Find the line with "written like <point>245,233</point>." in the entries below. Repeat it, every following line, and the line with "written like <point>416,370</point>.", exactly and with nothing added.
*** Material provided Section Begins ***
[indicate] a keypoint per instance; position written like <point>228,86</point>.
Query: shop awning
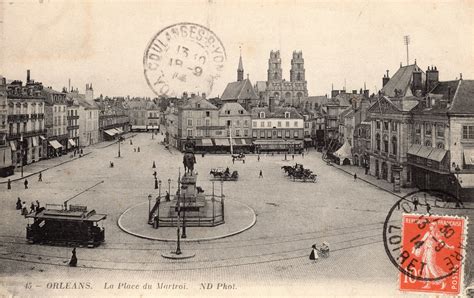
<point>55,144</point>
<point>469,156</point>
<point>207,142</point>
<point>466,180</point>
<point>222,142</point>
<point>110,132</point>
<point>413,150</point>
<point>437,154</point>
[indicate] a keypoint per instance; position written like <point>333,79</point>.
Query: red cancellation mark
<point>184,57</point>
<point>428,250</point>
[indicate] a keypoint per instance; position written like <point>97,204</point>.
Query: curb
<point>254,221</point>
<point>35,173</point>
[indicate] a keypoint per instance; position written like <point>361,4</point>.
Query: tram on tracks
<point>59,225</point>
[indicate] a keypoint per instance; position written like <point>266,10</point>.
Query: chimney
<point>385,79</point>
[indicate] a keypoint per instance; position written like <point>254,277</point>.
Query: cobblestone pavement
<point>291,216</point>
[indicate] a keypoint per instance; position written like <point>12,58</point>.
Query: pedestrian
<point>314,253</point>
<point>18,204</point>
<point>24,211</point>
<point>73,261</point>
<point>415,203</point>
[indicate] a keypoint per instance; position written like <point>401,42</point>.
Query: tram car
<point>61,226</point>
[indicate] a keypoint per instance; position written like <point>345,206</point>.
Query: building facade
<point>291,92</point>
<point>25,121</point>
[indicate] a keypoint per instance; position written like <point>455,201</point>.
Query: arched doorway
<point>384,171</point>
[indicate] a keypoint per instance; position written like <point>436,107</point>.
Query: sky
<point>344,43</point>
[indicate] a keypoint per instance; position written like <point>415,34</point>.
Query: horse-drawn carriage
<point>298,172</point>
<point>239,157</point>
<point>225,175</point>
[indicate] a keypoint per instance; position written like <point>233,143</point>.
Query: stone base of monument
<point>182,256</point>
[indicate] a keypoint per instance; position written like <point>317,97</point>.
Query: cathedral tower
<point>297,67</point>
<point>274,67</point>
<point>240,70</point>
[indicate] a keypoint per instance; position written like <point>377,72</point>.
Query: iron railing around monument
<point>214,216</point>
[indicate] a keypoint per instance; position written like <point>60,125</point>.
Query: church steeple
<point>240,70</point>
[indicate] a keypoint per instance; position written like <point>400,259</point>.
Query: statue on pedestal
<point>189,159</point>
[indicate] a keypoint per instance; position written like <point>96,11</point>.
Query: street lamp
<point>149,208</point>
<point>184,217</point>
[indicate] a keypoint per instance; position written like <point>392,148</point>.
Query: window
<point>428,129</point>
<point>440,131</point>
<point>377,141</point>
<point>468,132</point>
<point>417,128</point>
<point>394,145</point>
<point>394,126</point>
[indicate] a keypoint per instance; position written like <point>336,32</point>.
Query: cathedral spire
<point>240,69</point>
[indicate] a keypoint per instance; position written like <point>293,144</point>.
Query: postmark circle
<point>417,207</point>
<point>183,57</point>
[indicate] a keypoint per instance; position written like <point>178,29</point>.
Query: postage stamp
<point>183,57</point>
<point>429,250</point>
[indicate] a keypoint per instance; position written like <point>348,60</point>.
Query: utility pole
<point>406,39</point>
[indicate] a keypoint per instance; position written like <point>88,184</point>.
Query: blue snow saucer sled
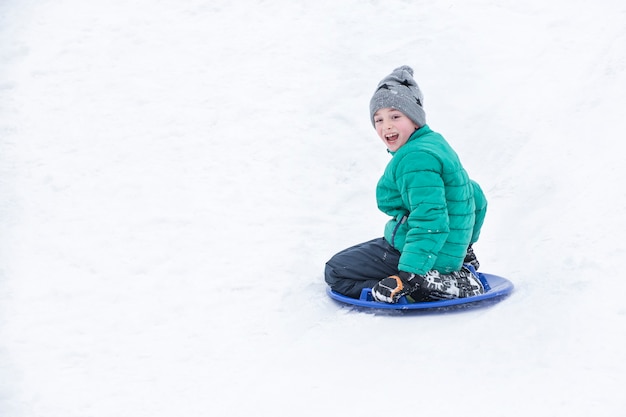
<point>497,287</point>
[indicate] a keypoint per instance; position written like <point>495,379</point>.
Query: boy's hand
<point>390,289</point>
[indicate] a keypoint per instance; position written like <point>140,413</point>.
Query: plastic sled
<point>496,287</point>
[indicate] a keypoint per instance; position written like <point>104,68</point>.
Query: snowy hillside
<point>173,176</point>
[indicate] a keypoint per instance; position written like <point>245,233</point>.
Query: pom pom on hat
<point>399,91</point>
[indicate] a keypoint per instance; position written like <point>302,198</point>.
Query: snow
<point>173,176</point>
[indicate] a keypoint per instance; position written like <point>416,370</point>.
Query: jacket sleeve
<point>420,182</point>
<point>481,210</point>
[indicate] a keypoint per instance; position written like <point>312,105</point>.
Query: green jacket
<point>437,211</point>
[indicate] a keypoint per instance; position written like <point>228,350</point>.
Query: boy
<point>436,210</point>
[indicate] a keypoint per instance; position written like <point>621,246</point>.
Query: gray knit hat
<point>399,91</point>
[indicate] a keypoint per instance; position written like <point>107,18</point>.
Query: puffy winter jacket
<point>437,211</point>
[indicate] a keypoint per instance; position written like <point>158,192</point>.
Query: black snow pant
<point>361,266</point>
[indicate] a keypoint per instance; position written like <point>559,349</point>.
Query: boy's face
<point>393,127</point>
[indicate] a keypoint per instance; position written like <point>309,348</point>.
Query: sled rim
<point>499,287</point>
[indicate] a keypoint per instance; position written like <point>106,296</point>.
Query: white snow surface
<point>175,174</point>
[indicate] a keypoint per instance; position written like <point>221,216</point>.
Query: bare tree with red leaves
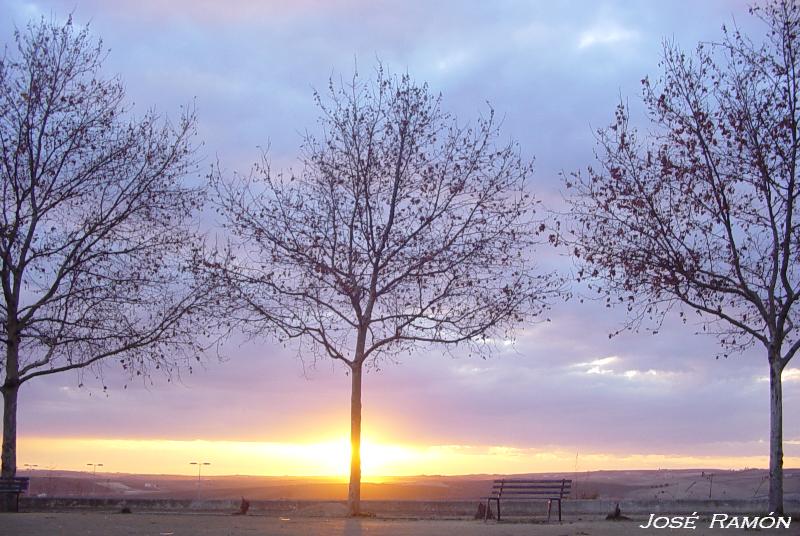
<point>700,212</point>
<point>96,225</point>
<point>402,229</point>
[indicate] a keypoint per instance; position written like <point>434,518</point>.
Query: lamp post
<point>94,467</point>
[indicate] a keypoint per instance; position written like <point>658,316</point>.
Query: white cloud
<point>606,33</point>
<point>788,375</point>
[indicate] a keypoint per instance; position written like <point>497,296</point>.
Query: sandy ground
<point>103,524</point>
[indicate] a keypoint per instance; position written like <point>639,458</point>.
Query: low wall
<point>420,509</point>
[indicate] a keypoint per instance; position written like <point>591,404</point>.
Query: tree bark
<point>775,436</point>
<point>354,493</point>
<point>9,453</point>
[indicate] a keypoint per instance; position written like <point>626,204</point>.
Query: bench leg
<point>489,507</point>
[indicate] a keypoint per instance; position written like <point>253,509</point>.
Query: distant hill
<point>666,484</point>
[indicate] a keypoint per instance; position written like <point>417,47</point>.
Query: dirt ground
<point>104,524</point>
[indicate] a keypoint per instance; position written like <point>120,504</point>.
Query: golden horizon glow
<point>330,458</point>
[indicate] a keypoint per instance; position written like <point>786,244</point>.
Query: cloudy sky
<point>565,396</point>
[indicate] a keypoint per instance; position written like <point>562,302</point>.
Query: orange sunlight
<point>330,458</point>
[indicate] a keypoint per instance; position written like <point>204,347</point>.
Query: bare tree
<point>403,228</point>
<point>701,211</point>
<point>94,221</point>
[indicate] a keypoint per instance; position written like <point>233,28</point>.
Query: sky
<point>564,397</point>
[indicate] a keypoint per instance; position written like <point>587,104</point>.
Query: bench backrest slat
<point>14,485</point>
<point>519,488</point>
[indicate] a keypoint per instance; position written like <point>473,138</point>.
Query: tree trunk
<point>9,453</point>
<point>775,436</point>
<point>354,493</point>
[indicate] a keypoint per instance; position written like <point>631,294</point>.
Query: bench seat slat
<point>515,490</point>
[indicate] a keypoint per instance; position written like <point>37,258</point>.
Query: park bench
<point>522,490</point>
<point>14,486</point>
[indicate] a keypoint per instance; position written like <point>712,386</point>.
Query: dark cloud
<point>552,71</point>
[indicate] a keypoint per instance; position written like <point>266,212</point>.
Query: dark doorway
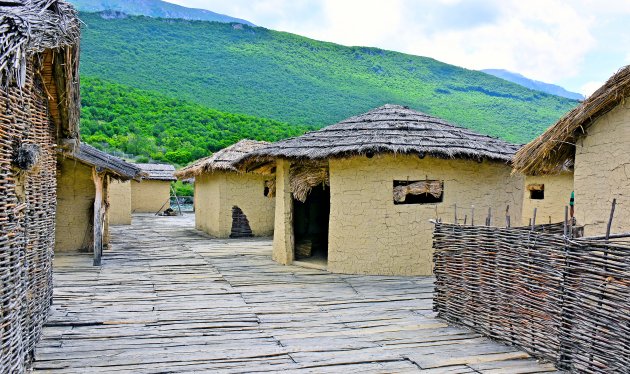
<point>310,224</point>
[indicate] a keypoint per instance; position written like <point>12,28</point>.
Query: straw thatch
<point>103,162</point>
<point>388,129</point>
<point>160,172</point>
<point>304,176</point>
<point>555,148</point>
<point>48,30</point>
<point>222,160</point>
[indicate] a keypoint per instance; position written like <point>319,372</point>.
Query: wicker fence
<point>27,221</point>
<point>567,301</point>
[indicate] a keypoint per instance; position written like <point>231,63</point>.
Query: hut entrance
<point>310,225</point>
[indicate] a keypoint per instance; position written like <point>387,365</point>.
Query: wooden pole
<point>507,216</point>
<point>489,221</point>
<point>534,219</point>
<point>566,219</point>
<point>455,214</point>
<point>99,215</point>
<point>612,213</point>
<point>177,201</point>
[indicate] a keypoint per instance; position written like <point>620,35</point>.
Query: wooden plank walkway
<point>169,299</point>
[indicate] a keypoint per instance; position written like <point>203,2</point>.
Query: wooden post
<point>455,214</point>
<point>612,213</point>
<point>566,220</point>
<point>507,216</point>
<point>489,219</point>
<point>534,219</point>
<point>177,201</point>
<point>99,216</point>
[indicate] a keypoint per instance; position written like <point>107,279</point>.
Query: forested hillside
<point>287,78</point>
<point>117,117</point>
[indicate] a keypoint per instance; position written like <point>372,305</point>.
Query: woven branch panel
<point>565,301</point>
<point>27,221</point>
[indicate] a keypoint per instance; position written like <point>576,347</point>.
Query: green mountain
<point>284,78</point>
<point>152,8</point>
<point>533,84</point>
<point>115,117</point>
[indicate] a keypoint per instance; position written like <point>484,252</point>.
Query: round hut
<point>358,196</point>
<point>593,139</point>
<point>229,203</point>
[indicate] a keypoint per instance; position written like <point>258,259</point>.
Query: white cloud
<point>543,39</point>
<point>589,87</point>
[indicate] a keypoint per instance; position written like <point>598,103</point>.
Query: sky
<point>576,44</point>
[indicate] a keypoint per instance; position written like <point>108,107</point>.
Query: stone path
<point>169,299</point>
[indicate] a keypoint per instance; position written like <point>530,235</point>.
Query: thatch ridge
<point>162,172</point>
<point>555,148</point>
<point>33,26</point>
<point>103,162</point>
<point>223,160</point>
<point>387,129</point>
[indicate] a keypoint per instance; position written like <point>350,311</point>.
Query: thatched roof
<point>51,29</point>
<point>161,172</point>
<point>103,162</point>
<point>555,148</point>
<point>388,129</point>
<point>222,160</point>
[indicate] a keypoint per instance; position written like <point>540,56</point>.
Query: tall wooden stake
<point>612,213</point>
<point>99,215</point>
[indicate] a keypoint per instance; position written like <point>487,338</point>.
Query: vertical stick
<point>534,219</point>
<point>455,213</point>
<point>177,201</point>
<point>507,216</point>
<point>489,216</point>
<point>98,217</point>
<point>566,219</point>
<point>612,212</point>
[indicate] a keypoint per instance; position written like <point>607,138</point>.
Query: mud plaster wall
<point>283,221</point>
<point>218,192</point>
<point>370,235</point>
<point>75,202</point>
<point>119,198</point>
<point>149,195</point>
<point>557,194</point>
<point>602,172</point>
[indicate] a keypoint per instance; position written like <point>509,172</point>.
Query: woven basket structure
<point>565,300</point>
<point>27,222</point>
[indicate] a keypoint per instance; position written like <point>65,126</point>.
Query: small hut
<point>153,192</point>
<point>39,107</point>
<point>594,138</point>
<point>84,175</point>
<point>358,195</point>
<point>229,203</point>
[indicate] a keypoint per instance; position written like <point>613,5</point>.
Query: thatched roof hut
<point>222,160</point>
<point>40,105</point>
<point>357,196</point>
<point>104,163</point>
<point>161,172</point>
<point>229,203</point>
<point>554,150</point>
<point>48,30</point>
<point>593,140</point>
<point>392,129</point>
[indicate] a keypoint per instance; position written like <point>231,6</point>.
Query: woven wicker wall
<point>27,222</point>
<point>567,302</point>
*** Material provided Section Ends ***
[Exercise result]:
[indicate] a keypoint per instance; position written like <point>245,233</point>.
Query: pom pom on hat
<point>399,91</point>
[indicate] a keypoint per instance; position written like <point>302,198</point>.
Query: snow
<point>173,176</point>
[indicate] a keypoint per instance; position written like <point>416,370</point>.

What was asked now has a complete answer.